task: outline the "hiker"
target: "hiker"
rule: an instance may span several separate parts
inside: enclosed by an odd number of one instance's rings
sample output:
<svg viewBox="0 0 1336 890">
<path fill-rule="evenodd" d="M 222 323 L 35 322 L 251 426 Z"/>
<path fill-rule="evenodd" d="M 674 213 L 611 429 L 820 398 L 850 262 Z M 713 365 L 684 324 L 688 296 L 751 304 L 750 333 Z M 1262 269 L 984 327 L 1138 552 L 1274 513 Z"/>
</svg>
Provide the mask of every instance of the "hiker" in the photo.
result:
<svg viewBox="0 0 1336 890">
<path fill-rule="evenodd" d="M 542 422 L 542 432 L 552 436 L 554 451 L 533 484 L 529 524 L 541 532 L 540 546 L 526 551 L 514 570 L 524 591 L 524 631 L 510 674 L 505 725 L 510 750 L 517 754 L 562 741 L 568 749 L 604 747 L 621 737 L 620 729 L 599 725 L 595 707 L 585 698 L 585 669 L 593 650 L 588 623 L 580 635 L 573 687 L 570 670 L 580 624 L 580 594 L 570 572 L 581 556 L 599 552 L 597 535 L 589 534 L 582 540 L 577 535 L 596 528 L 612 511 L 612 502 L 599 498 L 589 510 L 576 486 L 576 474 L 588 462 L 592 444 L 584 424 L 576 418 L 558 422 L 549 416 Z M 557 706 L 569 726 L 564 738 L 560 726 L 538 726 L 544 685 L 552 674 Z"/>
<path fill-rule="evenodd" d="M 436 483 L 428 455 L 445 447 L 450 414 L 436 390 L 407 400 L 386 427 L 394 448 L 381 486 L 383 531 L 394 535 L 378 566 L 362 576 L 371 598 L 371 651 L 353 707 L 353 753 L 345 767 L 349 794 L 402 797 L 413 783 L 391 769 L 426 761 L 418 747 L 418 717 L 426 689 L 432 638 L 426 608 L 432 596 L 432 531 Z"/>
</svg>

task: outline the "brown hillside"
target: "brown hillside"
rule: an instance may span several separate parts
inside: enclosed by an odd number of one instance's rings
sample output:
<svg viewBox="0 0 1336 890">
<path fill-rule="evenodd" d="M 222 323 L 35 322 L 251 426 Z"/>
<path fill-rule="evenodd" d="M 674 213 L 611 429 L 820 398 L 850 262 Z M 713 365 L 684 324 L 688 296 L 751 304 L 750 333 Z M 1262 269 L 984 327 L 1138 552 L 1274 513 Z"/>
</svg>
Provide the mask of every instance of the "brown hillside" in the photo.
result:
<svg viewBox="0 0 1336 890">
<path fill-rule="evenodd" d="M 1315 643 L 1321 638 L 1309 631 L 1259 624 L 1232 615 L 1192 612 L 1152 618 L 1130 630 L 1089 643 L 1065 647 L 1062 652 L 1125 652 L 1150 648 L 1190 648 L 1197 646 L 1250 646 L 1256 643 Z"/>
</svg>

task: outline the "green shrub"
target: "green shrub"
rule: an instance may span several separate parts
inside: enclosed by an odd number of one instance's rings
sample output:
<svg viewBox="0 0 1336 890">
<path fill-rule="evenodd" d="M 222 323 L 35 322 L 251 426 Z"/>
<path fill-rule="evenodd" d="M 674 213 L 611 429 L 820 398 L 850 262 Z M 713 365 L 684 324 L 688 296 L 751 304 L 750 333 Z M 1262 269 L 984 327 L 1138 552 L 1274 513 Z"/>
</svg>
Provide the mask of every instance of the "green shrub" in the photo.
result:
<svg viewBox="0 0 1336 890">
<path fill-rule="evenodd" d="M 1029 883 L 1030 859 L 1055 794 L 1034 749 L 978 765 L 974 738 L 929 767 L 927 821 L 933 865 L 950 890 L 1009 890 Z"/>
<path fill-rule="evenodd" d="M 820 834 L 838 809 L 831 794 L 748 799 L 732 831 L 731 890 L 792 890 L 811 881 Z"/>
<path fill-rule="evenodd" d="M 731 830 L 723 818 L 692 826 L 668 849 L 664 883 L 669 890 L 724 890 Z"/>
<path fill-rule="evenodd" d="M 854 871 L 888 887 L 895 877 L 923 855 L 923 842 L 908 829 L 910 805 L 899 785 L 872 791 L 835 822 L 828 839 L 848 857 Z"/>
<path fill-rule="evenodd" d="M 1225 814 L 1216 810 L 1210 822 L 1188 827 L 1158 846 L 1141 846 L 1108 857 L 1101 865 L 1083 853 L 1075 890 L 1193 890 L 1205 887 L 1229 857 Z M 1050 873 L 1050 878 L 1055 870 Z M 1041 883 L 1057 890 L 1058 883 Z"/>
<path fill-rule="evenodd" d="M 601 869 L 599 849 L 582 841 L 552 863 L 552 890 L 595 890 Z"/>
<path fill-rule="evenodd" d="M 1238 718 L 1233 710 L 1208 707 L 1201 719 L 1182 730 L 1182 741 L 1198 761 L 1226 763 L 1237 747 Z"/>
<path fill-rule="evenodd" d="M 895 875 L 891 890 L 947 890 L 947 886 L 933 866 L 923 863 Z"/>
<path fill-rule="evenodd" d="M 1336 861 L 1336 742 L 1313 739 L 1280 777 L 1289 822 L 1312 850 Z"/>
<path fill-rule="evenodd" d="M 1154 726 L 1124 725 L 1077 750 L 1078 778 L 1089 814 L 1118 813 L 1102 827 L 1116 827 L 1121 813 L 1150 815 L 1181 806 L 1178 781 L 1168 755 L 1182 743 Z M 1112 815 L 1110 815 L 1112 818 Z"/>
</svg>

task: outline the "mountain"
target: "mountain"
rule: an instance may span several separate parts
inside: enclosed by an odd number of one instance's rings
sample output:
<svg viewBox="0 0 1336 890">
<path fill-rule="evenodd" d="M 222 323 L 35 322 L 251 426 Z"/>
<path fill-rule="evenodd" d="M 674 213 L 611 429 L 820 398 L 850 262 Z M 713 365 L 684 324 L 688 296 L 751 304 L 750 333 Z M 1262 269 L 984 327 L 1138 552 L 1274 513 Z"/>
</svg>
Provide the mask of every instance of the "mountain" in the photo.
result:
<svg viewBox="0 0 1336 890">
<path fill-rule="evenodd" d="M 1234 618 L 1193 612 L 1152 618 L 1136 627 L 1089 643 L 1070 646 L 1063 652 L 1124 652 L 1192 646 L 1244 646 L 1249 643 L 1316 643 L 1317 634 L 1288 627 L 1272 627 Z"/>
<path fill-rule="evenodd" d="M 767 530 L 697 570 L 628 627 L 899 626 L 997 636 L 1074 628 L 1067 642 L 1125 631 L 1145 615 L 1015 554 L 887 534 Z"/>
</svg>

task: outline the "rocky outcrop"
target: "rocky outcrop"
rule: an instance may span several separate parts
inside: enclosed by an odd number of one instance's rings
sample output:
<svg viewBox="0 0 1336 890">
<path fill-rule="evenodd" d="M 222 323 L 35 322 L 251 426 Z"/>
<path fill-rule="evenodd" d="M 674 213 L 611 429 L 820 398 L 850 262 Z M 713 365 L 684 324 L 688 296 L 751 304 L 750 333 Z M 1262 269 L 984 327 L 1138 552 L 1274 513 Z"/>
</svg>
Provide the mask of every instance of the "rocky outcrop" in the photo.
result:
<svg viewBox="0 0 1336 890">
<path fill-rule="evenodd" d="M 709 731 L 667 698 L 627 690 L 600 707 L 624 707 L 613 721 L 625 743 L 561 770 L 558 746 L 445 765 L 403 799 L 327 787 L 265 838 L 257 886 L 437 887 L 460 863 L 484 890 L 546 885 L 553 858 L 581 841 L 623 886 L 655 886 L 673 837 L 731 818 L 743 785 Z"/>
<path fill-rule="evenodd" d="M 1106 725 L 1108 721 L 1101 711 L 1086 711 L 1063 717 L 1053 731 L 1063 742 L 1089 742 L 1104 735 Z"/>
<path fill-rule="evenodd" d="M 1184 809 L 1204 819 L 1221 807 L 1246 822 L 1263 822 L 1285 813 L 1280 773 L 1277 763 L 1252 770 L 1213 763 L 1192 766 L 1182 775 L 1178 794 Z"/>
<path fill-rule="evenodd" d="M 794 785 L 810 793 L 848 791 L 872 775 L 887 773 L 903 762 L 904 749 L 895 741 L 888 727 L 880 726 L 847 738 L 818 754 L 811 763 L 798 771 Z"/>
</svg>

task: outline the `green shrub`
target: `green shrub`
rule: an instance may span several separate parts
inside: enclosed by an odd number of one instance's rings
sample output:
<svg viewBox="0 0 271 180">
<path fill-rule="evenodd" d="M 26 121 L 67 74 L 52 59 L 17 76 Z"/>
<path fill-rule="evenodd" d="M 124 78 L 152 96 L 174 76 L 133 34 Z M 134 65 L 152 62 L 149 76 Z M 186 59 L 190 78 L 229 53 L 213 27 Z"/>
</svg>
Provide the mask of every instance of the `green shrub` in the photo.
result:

» THE PROBLEM:
Pick out every line of the records that contains the word "outline", treating uppercase and lowercase letters as distinct.

» EXERCISE RESPONSE:
task: outline the "hiker"
task: outline the "brown hillside"
task: outline the "green shrub"
task: outline the "mountain"
task: outline the "rocky outcrop"
task: outline the `green shrub`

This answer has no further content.